_Extract_
★ ★ ★ ★ ★ ★ ★

To eliminate waste, you must be able to understand what waste is. Waste is anything that does not add direct value to the customer. There are seven wastes of software development:

• Partially Done Work
• Extra Processes
• Extra Features
• Task Switching
• Waiting
• Motion
• Defects

Partially done work

Partially done work is a waste because:

• It doesn't add any value to the customer
• The time and resources spent doing this work could have been used on something that is of value to the customer
• The work usually isn't maintained, so it eventually becomes obsolete

Extra processes

Extra processes are just like a bunch of paperwork. As a result, they are a waste for pretty much the same reasons as partially done work.

Extra features

If the customer didn't ask for it, it doesn't bring them value. It might be nice to have, but it's better to use the resources to build exactly what customers want.

Task switching

Humans need time to switch their mind to focus on another task, and that time spent switching contexts is a waste. Task switching wastes a resource's (person’s) time, so it's a waste to assign a resource to multiple projects.

Waiting

Many people would agree that by definition, waiting is a big waste of time. So, any type of delay is a waste. Examples of a delay in software development are delays in:

• starting the project
• getting the right resources (staff)
• getting the requirements from the customer
• approvals of documentation
• getting answers
• making decisions
• implementation
• testing

Motion

Lean software development defines motion for two things: people and artifacts. Motion for people is when people need to physically walk from their desk to another team member to ask a question, collaborate, and so on. When they move from their desk, it is not only the time it takes for them to get to the destination that is a waste, but also the task switching time.

The motion of artifacts is when documents or code are moved from one person to another. Most of the time, the document doesn't contain all of the information for the next person, so either that person has to gather the information again, or the hand-off requires time, which is a waste.

★ ★ ★ ★ ★ ★ ★

_Record list_
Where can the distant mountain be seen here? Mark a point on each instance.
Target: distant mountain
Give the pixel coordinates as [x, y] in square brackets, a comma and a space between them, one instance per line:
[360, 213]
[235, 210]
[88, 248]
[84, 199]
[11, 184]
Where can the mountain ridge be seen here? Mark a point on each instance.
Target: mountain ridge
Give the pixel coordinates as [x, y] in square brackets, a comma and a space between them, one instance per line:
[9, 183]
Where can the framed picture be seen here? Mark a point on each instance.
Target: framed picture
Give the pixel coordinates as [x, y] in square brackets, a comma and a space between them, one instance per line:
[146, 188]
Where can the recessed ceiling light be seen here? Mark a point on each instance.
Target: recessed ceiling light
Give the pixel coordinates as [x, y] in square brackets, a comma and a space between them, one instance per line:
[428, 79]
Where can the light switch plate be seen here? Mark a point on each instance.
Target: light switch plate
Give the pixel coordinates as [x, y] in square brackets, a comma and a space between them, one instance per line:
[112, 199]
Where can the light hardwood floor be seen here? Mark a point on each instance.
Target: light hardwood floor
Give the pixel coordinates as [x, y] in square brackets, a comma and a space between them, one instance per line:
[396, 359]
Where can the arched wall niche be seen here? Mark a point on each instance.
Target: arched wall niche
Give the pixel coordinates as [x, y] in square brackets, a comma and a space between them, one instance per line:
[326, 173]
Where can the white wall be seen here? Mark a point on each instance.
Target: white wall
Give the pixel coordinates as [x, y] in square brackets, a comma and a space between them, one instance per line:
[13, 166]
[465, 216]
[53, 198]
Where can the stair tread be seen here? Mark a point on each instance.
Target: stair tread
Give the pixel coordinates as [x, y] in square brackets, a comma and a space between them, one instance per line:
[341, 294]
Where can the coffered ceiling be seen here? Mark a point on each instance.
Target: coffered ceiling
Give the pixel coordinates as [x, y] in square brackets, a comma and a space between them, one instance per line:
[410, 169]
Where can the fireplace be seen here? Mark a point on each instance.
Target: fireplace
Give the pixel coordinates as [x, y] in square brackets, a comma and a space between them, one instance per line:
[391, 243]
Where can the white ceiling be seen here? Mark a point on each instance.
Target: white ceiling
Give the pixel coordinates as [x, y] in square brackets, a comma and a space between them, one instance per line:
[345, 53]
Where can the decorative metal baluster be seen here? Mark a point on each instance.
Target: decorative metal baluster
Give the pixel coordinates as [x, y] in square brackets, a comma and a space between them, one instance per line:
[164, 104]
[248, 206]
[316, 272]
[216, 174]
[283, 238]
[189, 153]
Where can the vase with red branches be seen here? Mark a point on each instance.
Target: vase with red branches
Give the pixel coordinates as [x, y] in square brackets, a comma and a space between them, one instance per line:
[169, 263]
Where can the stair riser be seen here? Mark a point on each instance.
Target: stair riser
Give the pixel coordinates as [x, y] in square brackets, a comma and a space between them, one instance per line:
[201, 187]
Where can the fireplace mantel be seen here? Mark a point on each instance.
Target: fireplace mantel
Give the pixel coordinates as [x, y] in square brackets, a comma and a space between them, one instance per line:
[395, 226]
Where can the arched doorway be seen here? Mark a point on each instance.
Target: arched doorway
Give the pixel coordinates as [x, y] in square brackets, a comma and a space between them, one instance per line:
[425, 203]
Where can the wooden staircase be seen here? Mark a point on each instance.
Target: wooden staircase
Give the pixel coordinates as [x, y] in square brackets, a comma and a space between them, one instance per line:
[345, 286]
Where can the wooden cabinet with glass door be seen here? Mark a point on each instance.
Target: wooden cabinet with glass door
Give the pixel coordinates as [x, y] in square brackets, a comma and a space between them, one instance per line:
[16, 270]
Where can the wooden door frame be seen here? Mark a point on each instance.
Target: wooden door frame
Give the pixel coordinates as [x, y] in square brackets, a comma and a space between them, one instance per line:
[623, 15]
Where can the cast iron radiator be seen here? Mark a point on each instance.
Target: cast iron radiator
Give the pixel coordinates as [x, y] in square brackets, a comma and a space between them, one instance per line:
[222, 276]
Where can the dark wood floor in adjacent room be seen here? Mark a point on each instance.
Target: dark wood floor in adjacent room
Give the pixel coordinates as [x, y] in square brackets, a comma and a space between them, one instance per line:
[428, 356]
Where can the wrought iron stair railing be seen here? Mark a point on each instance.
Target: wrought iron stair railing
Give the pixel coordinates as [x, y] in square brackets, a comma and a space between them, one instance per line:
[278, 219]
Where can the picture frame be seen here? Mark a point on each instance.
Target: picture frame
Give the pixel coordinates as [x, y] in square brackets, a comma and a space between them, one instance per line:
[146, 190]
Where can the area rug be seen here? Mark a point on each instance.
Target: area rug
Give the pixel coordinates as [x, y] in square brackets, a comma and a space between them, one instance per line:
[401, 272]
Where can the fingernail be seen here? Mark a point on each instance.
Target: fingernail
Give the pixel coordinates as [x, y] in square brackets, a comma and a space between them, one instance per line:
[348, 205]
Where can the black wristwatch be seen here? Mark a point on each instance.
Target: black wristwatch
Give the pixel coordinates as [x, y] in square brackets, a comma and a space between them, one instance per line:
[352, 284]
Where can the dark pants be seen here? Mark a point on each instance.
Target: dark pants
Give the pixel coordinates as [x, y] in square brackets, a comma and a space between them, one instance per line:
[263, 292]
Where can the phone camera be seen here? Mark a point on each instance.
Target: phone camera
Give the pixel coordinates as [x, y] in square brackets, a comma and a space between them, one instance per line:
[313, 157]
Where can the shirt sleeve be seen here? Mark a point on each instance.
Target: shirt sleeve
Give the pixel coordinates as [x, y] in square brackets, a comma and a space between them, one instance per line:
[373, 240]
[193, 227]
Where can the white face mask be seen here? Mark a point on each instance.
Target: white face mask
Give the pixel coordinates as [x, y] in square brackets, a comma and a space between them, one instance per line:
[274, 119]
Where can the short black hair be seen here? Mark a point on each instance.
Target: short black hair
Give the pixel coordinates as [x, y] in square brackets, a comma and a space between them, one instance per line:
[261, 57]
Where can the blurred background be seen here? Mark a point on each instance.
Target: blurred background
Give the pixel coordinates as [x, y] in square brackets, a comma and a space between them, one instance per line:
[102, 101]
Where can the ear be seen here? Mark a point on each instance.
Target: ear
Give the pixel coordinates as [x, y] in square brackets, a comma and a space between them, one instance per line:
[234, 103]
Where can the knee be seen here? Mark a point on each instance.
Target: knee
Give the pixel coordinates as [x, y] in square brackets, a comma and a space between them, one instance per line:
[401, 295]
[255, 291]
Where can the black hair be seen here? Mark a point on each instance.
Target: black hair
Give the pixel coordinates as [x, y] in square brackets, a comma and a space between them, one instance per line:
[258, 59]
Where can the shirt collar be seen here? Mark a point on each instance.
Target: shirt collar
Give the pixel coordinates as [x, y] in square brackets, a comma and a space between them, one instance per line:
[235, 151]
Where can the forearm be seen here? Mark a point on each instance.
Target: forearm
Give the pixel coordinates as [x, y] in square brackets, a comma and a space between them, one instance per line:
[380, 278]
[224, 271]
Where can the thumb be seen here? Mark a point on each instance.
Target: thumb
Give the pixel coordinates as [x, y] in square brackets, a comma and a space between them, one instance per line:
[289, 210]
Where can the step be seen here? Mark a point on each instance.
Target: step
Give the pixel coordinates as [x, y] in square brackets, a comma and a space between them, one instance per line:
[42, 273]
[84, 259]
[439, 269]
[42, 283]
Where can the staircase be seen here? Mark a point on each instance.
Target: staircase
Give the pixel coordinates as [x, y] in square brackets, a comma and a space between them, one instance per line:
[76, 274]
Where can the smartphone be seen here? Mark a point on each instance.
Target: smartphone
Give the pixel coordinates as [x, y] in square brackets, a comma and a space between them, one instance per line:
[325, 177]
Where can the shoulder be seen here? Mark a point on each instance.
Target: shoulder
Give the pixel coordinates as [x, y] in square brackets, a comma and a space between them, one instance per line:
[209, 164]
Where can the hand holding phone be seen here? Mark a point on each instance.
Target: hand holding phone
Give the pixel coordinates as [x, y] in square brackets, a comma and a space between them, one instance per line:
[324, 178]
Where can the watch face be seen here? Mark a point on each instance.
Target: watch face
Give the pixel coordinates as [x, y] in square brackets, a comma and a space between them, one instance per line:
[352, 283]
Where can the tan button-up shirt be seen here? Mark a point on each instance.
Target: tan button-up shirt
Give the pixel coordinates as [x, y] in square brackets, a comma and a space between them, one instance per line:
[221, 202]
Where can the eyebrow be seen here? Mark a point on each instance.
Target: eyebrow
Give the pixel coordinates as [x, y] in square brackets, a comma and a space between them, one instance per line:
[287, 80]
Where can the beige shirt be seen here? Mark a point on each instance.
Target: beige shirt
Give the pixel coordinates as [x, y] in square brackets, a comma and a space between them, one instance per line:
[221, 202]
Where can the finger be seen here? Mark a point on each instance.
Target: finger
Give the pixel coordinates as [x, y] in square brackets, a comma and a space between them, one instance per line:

★ ★ ★ ★ ★ ★ ★

_Task list_
1 - Name the delay types that the passage on software development waste offers as examples of waiting.
2 - Carry on the passage on software development waste, starting right after its final sentence.

_Responses in order_
1 -
- starting the project
- getting the right resources (staff)
- getting the requirements from the customer
- approvals of documentation
- getting answers
- making decisions
- implementation
- testing

2 -
Defects

Unnoticed defects (otherwise known as bugs) are a waste because of the impact of the defect. The defect can cause a snowball effect with other features, so the time it takes to debug it is a waste. Also, for a customer, the value of the software is reduced when they run into issues, so the feature ends up being a waste.

Lean Software Development (Cont.)

Amplify Learning with Short Sprints

To be able to fine tune software, there should be frequent short iterations of working software. By having more iterations:

• Developers learn faster
• Customers can give feedback sooner
• Features can be adjusted so that they bring customers more value

Decide as Late as Possible

When there is uncertainty, it is best to delay the decision-making until as late as possible in the process, because it's better to base decisions on facts rather than opinion or speculation.

Also, when a decision isn't yet made, the software is built to be flexible in order to accommodate the uncertainty. This flexibility enables developers to make changes when a decision is made--or in the future, if requirements change.

Deliver as Fast as Possible

Delivering the software faster:

• Enables customers to provide feedback
• Enables developers to amplify learning
• Gives customers the features they need now
• Doesn't allow customers to change their mind
• Makes everyone make decisions faster
• Produces less waste

You'll notice that each of these reasons practices at least one of the previously discussed lean principles.

Empower the Team

Each person has their own expertise, so let them make decisions in their area of expertise. When combined with the other principles such as eliminating waste, making late decisions, and fast deliveries, there isn't time for others to make decisions for the team.

Build Integrity In

Integrity for software is when the software addresses exactly what the customer needs. Another level of integrity is that the software maintains its usefulness for the customer.

Optimize the Whole

Although one of the principles is empowering the team, each expert must take a step back and see the big picture. The software must be built cohesively. The value of the software will suffer if each expert only focuses on their expertise and doesn't consider the ramifications of their decisions on the rest of the software.

Software Design Patterns

Introduction

Software design patterns are best practice solutions for solving common problems in software development. Design patterns are language-independent. This means that they can be implemented in any contemporary, general-purpose computing language, or in any language that supports object-oriented programming. Often, popular design patterns encourage creation of add-on frameworks that simplify implementation in widely-used languages and paradigms.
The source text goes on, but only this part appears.